• PASSAGE FOR REVIEW:
::::::::
Lifestyle

Sea Mar, CHC patients asking about, enrolling in ACA

Veronica Villalobos’ desk is situated near the front of the client waiting area of the Sea Mar Community Health Center of Marysville, to help patients navigate the Affordable Care Act application process. - Kirk Boxleitner
Veronica Villalobos’ desk is situated near the front of the client waiting area of the Sea Mar Community Health Center of Marysville, to help patients navigate the Affordable Care Act application process.
— image credit: Kirk Boxleitner

The Sea Mar Community Health Centers and the Community Health Centers of Snohomish County have both seen an increase in patients and questions due to the implementation of the Affordable Care Act in October.

According to Anthony Amos, clinic manager for the Sea Mar Community Health Center of Marysville, the Marysville clinic received 119 new applications and enrolled 177 people, while their Everett clinic received 59 new applications and enrolled 139 people, and their Monroe clinic received 43 new applications and enrolled 73 people.

Mallory Lisk, community relations manager for the Community Health Centers of Snohomish County, offered more regional statistics, since many of their insurance enrollment specialists work at more than one branch. In October, CHC assisted 474 people with inquiries on the ACA, and enrolled 147 — 121 in Medicaid/Apple Health, and 26 in the Qualified Health Plan exchange — of which 62 were new patients to the CHC. That breaks down to 16 in Arlington, 95 in north Everett, 207 in south Everett, 140 in Lynnwood and 16 in Edmonds.

“One of the biggest concerns was from people who were watching the news and got the idea that they were obligated to sign up, and that they would be penalized if they didn’t,” said Jose Rodriguez, an insurance enrollment specialist with CHC. “We also have a number of people who don’t have access to computers, so we’re helping them apply.”

“We’re also dealing with a bit of a language barrier, since many of our patients are Latino,” Amos said of Sea Mar’s clientele, echoing Rodriguez and Lisk’s assessment of an obstacle facing many CHC patients. “They often assume they’re not eligible if they’re not citizens, but the ACA has actually expanded Medicaid.”
::::::::
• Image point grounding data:

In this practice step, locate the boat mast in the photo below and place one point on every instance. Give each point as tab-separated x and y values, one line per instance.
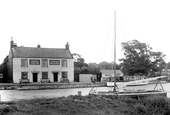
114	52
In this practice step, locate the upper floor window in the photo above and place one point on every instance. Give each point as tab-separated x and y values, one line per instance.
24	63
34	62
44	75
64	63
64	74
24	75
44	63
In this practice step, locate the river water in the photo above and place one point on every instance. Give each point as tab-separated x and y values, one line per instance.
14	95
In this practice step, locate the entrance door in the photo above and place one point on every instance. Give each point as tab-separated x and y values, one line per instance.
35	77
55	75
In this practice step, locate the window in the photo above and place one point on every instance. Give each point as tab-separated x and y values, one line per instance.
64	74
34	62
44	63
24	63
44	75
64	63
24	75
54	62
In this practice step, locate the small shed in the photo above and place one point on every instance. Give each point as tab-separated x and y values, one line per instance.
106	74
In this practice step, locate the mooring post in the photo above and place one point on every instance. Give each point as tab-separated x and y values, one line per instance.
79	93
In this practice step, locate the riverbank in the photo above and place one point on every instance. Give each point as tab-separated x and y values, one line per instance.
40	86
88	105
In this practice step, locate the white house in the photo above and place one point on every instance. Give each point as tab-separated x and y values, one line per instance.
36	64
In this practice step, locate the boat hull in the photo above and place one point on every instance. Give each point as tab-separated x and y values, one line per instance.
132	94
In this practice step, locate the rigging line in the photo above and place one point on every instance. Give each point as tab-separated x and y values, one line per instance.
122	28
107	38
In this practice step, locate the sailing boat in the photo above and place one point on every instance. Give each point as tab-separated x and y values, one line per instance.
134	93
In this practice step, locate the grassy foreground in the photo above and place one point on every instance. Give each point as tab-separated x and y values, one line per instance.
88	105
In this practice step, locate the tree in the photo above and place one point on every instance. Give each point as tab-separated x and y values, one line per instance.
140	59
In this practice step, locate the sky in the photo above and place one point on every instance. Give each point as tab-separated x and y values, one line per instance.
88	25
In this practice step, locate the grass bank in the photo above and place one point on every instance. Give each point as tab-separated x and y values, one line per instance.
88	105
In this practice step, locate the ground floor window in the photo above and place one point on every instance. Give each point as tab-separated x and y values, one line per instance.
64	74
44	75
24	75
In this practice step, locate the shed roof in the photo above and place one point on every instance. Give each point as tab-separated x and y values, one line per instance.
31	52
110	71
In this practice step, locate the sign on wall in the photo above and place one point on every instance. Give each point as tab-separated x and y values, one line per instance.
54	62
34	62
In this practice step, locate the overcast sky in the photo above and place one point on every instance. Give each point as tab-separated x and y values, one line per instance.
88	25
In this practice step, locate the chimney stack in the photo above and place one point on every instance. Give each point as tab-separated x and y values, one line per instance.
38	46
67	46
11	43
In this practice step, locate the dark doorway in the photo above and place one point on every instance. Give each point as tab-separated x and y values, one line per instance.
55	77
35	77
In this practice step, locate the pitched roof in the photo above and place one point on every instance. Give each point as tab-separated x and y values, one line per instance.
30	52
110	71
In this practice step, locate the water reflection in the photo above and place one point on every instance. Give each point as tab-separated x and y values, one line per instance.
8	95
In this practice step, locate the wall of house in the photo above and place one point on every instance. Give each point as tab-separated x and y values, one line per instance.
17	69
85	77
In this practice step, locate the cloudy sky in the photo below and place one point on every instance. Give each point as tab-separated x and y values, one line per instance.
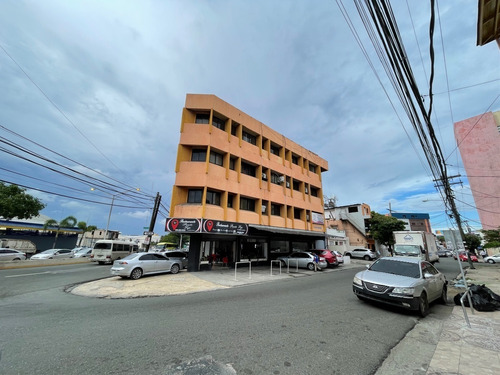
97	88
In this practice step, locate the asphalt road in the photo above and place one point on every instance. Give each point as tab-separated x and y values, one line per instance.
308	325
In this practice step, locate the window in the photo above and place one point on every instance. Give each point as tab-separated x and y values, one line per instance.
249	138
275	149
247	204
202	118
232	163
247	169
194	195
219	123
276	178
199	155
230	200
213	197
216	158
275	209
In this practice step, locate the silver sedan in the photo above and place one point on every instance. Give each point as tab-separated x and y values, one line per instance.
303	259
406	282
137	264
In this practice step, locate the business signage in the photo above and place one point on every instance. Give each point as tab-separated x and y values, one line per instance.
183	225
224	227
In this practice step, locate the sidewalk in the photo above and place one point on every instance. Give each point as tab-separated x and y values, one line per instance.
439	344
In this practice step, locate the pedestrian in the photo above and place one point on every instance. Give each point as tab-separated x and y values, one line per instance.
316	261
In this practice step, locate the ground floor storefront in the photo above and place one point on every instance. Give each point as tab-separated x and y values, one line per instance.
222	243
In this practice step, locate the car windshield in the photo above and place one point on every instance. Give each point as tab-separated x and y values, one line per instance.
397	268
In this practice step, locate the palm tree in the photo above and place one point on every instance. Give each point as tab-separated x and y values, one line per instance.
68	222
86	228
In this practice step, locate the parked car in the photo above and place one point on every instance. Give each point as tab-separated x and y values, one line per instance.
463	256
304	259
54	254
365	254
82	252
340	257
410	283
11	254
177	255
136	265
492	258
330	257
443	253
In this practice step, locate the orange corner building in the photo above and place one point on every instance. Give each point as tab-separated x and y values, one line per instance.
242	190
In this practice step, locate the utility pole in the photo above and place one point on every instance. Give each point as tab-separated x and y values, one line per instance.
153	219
::::::::
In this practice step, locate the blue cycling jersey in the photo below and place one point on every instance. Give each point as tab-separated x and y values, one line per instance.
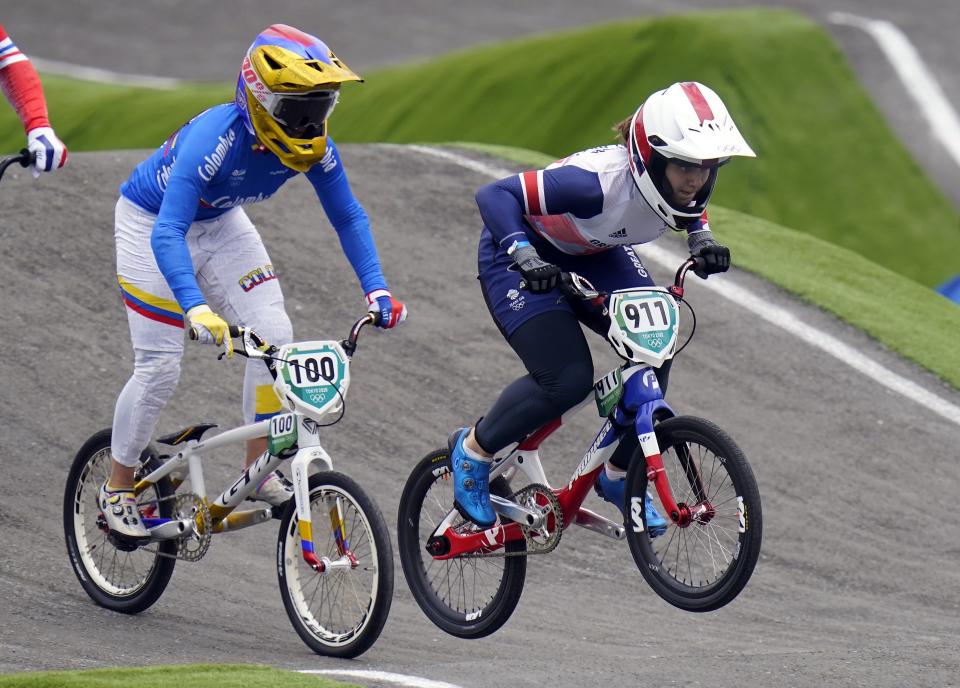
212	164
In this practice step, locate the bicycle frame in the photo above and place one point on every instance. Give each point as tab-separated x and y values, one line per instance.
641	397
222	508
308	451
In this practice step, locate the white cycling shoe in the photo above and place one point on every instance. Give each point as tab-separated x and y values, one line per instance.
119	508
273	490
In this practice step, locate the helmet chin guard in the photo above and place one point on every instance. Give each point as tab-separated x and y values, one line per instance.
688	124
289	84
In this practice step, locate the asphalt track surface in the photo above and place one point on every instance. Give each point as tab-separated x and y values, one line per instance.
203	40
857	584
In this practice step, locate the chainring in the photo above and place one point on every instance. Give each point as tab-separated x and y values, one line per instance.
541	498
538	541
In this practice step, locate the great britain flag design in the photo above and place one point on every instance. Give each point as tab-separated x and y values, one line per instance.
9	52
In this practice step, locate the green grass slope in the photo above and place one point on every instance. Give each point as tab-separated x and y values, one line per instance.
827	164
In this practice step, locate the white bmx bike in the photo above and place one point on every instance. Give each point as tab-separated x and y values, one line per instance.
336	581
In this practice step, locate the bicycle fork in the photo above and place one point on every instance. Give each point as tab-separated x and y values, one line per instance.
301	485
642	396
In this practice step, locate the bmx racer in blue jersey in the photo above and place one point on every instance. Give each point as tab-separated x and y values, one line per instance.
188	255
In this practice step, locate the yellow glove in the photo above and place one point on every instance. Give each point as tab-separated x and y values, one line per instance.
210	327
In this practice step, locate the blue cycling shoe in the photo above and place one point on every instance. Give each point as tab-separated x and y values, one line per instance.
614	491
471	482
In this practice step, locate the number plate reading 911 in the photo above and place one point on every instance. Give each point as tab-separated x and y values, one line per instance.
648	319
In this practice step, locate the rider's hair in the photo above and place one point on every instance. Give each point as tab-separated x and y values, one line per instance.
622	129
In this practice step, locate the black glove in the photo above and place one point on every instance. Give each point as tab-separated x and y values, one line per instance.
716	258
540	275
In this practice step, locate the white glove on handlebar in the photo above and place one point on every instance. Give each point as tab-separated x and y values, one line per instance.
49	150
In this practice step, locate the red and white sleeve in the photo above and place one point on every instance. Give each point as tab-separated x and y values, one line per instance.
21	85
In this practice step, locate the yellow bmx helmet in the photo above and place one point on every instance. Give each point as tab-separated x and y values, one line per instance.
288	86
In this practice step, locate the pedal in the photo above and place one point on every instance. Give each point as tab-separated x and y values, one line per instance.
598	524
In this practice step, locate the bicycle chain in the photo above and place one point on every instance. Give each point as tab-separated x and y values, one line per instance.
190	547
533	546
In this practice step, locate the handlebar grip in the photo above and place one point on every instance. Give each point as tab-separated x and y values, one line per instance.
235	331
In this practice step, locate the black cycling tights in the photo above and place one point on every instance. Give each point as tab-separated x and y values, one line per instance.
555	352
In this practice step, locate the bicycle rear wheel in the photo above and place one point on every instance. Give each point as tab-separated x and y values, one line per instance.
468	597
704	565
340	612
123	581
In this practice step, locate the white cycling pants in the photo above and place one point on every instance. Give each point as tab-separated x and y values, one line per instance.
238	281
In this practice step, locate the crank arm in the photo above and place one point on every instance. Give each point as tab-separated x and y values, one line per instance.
::::::::
• WORK INSTRUCTIONS:
a) Name every location included in the breakdown of October figures for the Community Health Centers of Snohomish County in the article on Affordable Care Act enrollment.
b) Pick up the article on Affordable Care Act enrollment right after its final sentence and keep writing.
The data is separate material and is unrelated to the article.

• SOLVED TASKS:
a) Arlington, north Everett, south Everett, Lynnwood, Edmonds

b)
“And if you’re 65 or older, you already qualify for Medicaid, so you don’t have to purchase another health plan,” Rodriguez said. “Even those who do purchase new plans can get tax credits.”

“Even if you’re undocumented, we can still help you enroll,” Lisk said.

While Rodriguez and Amos have noticed significant improvements in the www.healthcare.gov website since the start of October, they acknowledged that certain issues seem to be lingering, especially for patients with more complicated immigration statuses.

“Those patients’ applications have to be verified anyway, since you have problems that arise when their Social Security Numbers don’t match their green cards or passports,” Rodriguez said. “I would like to see the process more streamlined.”

“Even patients who have just moved within the past nine months have experienced little hitches in needing to verify their statuses through paperwork,” Amos said.

While Sea Mar in Marysville has a laptop in its waiting room, to facilitate both online ACA applications and job searches for its clients, Amos described the laptop as “under-utilized” at present.

“Our customer service representatives are only able to process about five applications a day each,” Amos said. “We’re trying to up that number to seven a day.”

Amos’ biggest complaint was not so much the website as the help and service phone number for ACA, as he reported that some of his own staff members have experienced wait times of just shy of an hour on the line.

“Once we’re finally able to get the applications submitted, it’s about a three-day turnaround process,” Amos said. “They’re doing so well by mail, but so many people who call aren’t even able to get through.”

Amos and Rodriguez agreed that they’re happy to answer questions about the ACA, since they expect that many people will want to know more details before they sign up.

“You can find out right away who qualifies and who doesn’t,” said Veronica Villalobos, who occupies one of the front desks at Sea Mar in Marysville to guide people through the ACA. “I have one patient who already owes $72,000 due to cancer treatments, at which point he’s relying on charity or a cure.”

Across the state, Washington Healthplanfinder reported that more than 55,000 residents have enrolled in health coverage since Oct. 1. Since its launch, more than 100,000 people in Washington state have either fully enrolled in new health coverage options, or completed applications that are awaiting payments due in December.

“This was a historical opening month for Washington Healthplanfinder,” said Richard Onizuka, CEO for the Washington Health Benefit Exchange. “We are proud of our success to date, but continue to be laser-focused on fine-tuning our site to ensure all of our customers are having a positive enrollment experience.”